Written task: Rewrite every line from the one containing "Exercise. Mark the storefront" through the last line, both included, keeping the requests unchanged. Multiply each point coordinate in the answers by 1.55 and round it to a whole number, with halves rounded up.

Given information:
————————

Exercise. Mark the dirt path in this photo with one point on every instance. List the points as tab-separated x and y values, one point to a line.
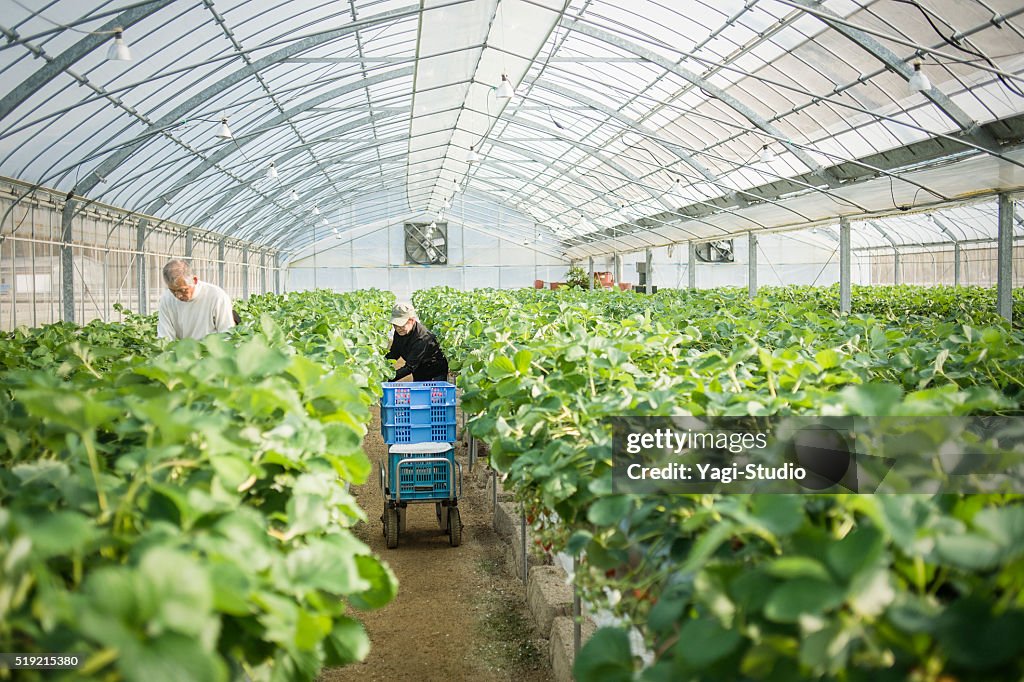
458	614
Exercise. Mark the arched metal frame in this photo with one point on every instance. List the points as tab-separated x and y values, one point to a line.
689	95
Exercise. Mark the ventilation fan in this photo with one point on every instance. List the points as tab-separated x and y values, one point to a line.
715	252
426	244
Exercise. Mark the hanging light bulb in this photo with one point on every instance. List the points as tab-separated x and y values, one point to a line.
118	51
505	89
919	82
224	131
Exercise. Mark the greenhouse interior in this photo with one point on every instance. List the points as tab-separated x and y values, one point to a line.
586	230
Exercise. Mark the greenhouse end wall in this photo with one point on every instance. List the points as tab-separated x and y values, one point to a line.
109	268
378	260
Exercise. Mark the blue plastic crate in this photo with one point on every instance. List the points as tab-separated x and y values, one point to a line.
435	414
418	412
399	433
417	393
426	480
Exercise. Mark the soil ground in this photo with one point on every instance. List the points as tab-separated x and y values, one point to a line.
458	615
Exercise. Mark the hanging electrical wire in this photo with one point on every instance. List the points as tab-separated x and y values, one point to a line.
953	41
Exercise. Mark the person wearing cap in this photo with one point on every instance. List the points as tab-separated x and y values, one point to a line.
417	345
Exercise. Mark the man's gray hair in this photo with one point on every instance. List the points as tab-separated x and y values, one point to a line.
175	269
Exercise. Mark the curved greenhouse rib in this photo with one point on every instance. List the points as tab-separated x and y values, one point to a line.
196	101
970	127
705	85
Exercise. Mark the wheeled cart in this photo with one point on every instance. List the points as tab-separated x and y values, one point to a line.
421	473
418	424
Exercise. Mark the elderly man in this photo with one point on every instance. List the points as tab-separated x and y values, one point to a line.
189	308
417	345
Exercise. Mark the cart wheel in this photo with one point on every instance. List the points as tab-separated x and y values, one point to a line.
391	526
455	526
441	513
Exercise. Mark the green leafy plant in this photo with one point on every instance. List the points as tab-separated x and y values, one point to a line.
761	587
182	512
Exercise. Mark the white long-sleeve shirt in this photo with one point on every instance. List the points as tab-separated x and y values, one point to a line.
208	311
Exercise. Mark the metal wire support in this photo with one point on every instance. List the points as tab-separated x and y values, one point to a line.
577	610
522	525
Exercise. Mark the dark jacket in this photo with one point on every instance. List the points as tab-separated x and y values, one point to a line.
423	355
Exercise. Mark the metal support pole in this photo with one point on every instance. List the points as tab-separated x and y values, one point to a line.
650	271
220	263
522	525
245	272
1005	275
262	271
845	296
67	262
577	608
107	289
691	264
956	260
143	293
314	256
752	264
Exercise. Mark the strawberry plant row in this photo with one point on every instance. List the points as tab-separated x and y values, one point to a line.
839	587
177	511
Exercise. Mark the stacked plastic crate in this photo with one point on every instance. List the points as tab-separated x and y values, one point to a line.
418	423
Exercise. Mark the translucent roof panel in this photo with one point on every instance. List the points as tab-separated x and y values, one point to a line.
631	123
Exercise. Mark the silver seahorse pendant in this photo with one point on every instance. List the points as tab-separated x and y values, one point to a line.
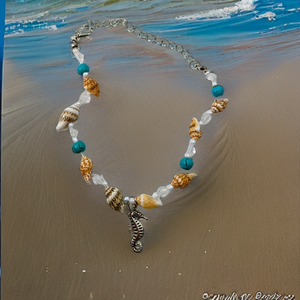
136	228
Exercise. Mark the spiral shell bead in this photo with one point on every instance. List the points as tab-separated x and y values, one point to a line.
219	105
147	201
195	131
86	166
114	198
69	115
91	85
182	180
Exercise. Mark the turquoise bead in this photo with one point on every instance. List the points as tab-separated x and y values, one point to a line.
83	68
186	163
78	147
217	90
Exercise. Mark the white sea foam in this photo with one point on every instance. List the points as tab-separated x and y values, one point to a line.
269	15
221	13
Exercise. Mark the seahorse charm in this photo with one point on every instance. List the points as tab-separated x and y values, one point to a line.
136	228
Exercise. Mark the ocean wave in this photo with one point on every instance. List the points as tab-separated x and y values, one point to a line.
221	13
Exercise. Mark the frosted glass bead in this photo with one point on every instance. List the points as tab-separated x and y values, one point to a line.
73	133
84	98
186	163
212	77
191	150
162	191
99	179
155	195
79	56
206	117
170	187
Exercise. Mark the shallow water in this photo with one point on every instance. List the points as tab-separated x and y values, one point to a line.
235	228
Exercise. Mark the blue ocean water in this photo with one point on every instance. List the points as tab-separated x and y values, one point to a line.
214	27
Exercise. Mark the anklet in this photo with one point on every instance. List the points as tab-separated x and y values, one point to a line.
70	115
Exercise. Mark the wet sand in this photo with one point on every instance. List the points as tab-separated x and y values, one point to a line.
235	228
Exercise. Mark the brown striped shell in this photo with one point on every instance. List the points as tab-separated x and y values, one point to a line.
114	198
147	201
69	115
91	85
182	180
195	131
86	166
219	105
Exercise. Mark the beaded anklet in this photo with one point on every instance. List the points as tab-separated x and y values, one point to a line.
70	115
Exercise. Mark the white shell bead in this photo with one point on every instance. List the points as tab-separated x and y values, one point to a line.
69	115
212	77
191	150
79	56
99	179
73	133
84	98
206	117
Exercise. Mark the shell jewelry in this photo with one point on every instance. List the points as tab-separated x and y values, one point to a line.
70	115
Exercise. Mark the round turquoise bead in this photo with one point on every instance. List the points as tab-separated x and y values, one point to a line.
83	68
78	147
186	163
217	90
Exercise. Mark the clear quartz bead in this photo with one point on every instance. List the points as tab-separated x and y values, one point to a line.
84	98
79	56
155	196
212	77
170	187
99	179
191	150
73	133
206	117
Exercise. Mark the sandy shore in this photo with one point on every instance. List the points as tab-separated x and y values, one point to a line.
235	228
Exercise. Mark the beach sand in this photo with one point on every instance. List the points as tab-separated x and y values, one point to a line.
235	228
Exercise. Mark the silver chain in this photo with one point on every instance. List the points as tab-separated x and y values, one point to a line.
87	29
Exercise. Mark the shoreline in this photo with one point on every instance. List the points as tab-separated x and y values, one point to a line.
234	229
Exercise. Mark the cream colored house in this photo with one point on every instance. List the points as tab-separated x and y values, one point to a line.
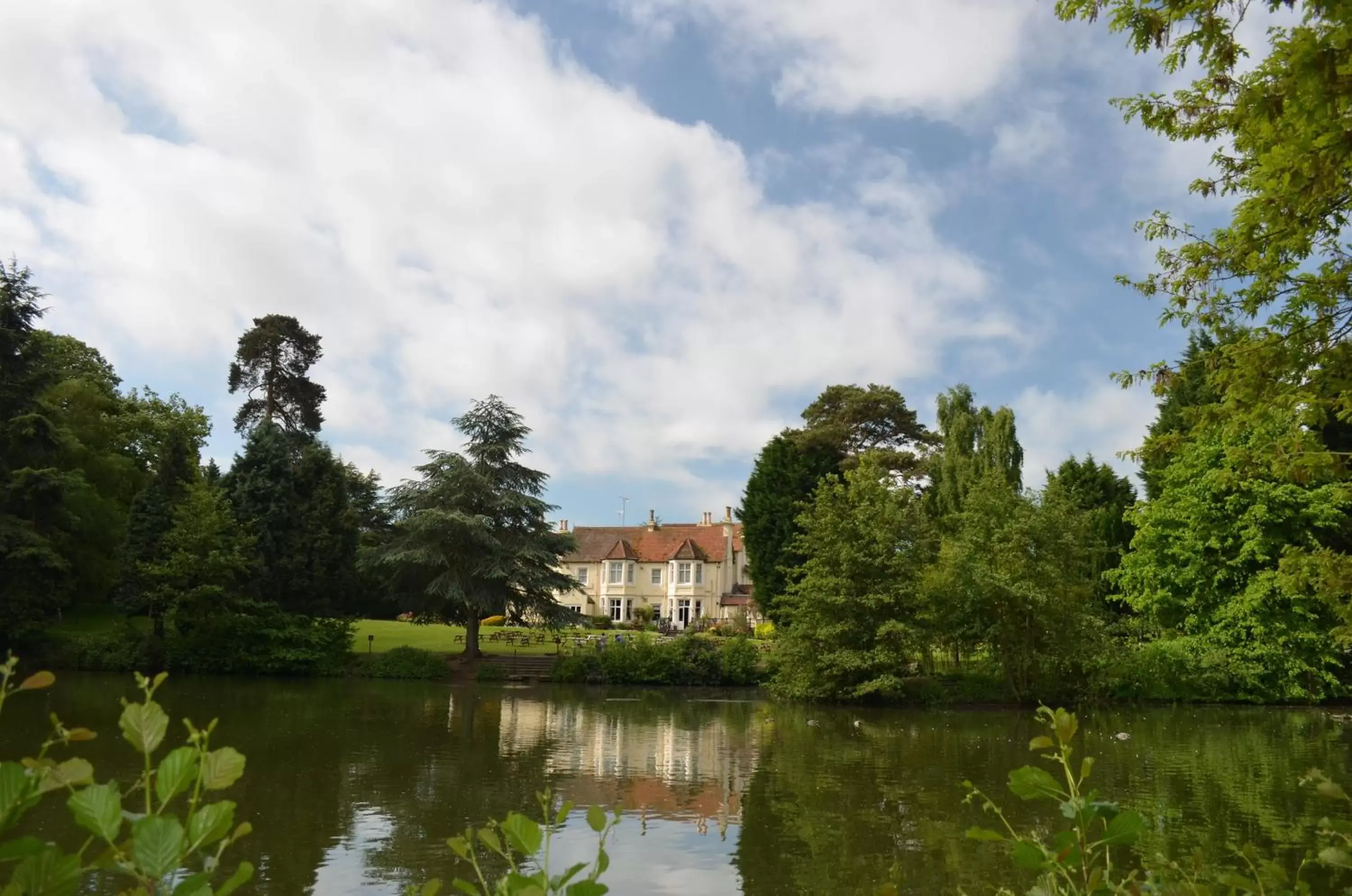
683	571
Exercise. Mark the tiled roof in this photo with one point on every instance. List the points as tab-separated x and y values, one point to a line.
690	550
622	550
656	546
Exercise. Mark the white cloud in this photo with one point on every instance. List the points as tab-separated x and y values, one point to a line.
1101	420
459	210
844	56
1039	140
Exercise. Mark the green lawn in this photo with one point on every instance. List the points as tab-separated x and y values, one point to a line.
440	638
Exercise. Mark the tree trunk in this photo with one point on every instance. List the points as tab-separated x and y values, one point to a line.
472	637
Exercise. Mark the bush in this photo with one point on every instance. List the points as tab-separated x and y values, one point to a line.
406	663
121	649
260	638
687	661
740	663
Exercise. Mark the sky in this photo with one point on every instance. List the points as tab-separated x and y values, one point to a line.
656	228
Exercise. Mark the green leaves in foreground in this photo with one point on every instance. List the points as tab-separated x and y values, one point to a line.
184	848
518	840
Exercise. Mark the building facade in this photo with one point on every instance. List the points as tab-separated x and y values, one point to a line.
683	571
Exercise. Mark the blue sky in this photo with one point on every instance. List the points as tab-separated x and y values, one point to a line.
659	228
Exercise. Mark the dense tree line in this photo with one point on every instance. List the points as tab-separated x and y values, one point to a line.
1231	577
106	508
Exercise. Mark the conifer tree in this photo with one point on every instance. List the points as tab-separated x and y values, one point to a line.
471	538
272	368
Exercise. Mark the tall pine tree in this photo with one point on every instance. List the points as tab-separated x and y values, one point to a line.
272	367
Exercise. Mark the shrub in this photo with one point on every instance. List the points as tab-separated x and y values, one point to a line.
261	638
121	649
406	663
740	663
687	661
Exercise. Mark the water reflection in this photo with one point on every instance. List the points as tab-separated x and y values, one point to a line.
352	787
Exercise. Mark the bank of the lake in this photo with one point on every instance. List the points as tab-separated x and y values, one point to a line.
352	786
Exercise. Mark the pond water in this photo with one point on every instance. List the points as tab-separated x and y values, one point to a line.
352	787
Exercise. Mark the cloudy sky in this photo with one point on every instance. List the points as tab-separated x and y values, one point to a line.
658	228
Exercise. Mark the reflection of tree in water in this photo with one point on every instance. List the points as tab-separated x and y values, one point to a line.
370	777
837	807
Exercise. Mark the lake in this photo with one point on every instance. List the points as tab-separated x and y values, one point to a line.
353	786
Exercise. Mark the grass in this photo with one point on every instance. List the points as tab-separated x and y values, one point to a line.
388	633
391	634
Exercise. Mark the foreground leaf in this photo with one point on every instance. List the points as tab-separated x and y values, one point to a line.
222	768
1033	783
98	809
144	725
156	845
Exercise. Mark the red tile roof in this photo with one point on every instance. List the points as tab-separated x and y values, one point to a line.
597	542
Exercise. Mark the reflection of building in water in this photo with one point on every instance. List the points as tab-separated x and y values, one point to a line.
653	765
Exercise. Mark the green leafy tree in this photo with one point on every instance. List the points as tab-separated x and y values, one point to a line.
1279	268
840	426
152	517
272	367
1186	391
471	535
36	575
852	613
779	488
974	444
203	562
1097	489
1224	556
291	494
855	421
1016	573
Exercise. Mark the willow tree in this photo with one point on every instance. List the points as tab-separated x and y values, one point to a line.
471	535
977	443
272	367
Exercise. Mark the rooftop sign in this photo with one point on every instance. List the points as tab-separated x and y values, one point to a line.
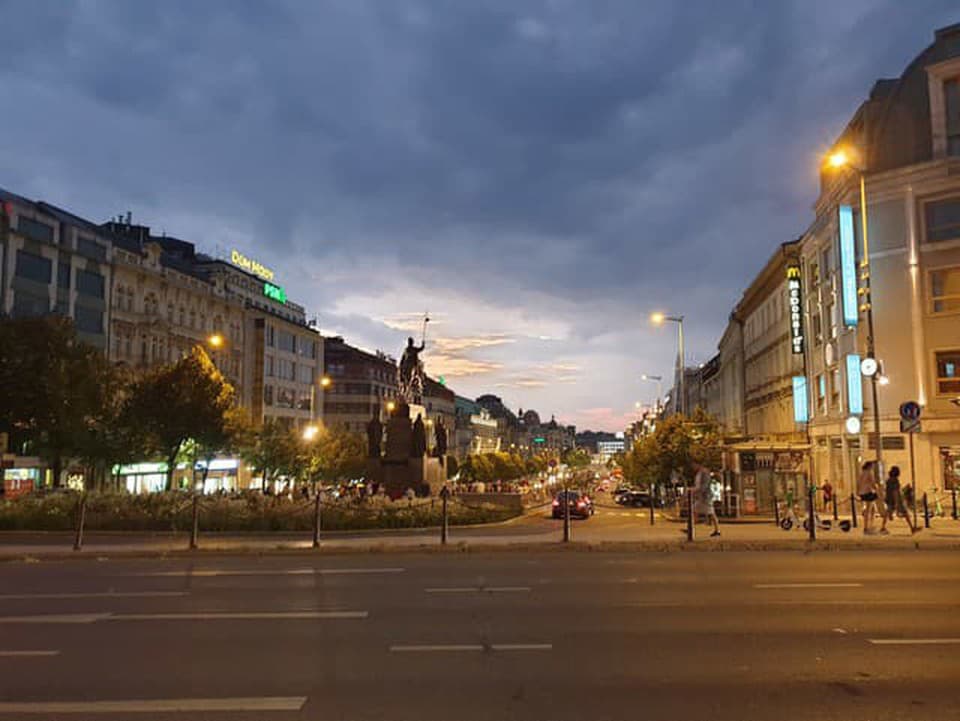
251	265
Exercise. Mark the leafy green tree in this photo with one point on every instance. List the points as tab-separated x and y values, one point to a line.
57	391
189	399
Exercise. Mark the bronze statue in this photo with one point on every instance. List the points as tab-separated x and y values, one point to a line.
374	436
410	375
418	447
440	436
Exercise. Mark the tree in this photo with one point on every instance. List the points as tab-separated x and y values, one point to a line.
189	399
57	391
272	449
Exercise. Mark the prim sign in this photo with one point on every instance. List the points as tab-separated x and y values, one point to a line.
795	298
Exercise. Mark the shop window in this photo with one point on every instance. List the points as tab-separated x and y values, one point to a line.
948	372
945	290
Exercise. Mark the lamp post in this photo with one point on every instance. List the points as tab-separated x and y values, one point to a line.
658	319
837	160
659	381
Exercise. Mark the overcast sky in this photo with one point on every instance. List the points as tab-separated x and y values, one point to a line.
539	176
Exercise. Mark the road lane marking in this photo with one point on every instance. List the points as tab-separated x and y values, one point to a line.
166	705
104	594
27	654
808	585
238	616
438	647
213	573
913	641
478	589
56	618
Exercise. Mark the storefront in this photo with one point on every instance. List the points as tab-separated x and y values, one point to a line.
764	475
142	477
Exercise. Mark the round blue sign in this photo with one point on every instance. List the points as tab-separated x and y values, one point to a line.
910	411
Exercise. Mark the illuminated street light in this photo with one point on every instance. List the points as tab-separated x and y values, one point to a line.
837	160
658	318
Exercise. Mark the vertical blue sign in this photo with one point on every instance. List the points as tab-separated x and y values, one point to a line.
801	405
848	267
854	385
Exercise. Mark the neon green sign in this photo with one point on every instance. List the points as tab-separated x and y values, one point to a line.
275	292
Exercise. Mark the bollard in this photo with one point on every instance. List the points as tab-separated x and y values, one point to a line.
195	529
81	518
444	494
316	520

————————

Result for this exercise:
Exercise. Mark the storefront in this photo with one point on every instance. List the points as tab-separated x and y values, one point to a line.
1184	736
220	739
Exercise. Mark the round blue sign in this photo with one point on every instance. List the points as tab-separated x and y values, one point to a line.
1411	637
Exercise. Mark the illuminated street light in this photo with one point on every instance. List the points as tab-separated x and y values, one point to a line.
1297	248
1020	493
Exercise. Mark the vertical blue sign in this photo with one point on every instance. List the points as tab-separated x and y values, one point to a line.
1242	628
1314	414
1324	597
Exercise. Mark the neon green sign in this photo with one point on every instance. List the points as tab-separated x and y values, one point to a line.
426	453
Exercise. Mark the bollard in this photo with one point on every instance. List the points as tab-separated x and y values, one point to a line.
302	820
126	803
688	766
490	806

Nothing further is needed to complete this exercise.